Directions for this task —
Extract each line of the records that contains the word "segment", and copy those lines whole.

Records for processing —

******************************

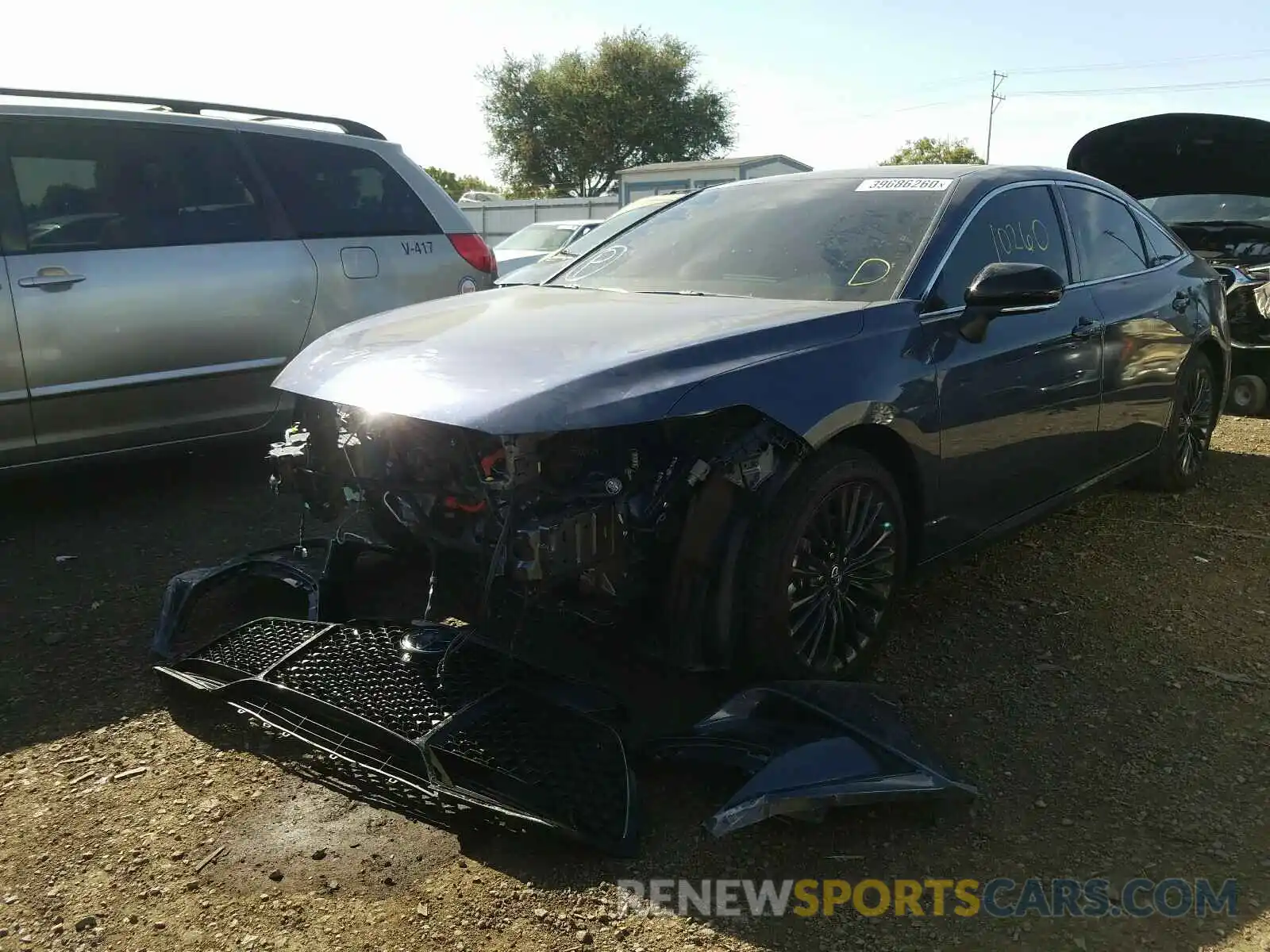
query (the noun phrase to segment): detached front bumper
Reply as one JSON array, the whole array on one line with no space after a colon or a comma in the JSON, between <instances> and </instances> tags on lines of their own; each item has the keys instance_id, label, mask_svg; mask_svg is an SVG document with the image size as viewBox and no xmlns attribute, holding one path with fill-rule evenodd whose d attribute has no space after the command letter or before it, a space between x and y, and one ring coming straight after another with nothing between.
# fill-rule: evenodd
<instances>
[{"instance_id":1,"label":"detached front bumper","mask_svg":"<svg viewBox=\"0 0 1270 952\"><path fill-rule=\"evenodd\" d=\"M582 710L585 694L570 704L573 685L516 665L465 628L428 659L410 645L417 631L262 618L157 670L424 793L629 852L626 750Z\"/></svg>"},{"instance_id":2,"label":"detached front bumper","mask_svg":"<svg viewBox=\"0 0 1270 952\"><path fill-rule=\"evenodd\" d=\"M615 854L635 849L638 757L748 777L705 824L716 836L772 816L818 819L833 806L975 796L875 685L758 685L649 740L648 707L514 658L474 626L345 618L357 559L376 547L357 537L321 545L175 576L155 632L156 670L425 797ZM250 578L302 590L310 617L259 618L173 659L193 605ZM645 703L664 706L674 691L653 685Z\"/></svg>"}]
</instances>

******************************

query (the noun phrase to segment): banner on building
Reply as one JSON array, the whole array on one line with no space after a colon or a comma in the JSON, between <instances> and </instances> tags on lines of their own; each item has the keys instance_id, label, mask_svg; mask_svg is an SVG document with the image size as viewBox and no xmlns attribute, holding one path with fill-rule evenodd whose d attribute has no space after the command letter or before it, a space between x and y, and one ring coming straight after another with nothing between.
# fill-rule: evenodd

******************************

The answer —
query (the noun phrase to segment): detached front bumper
query (the noun phrase to segment): banner on building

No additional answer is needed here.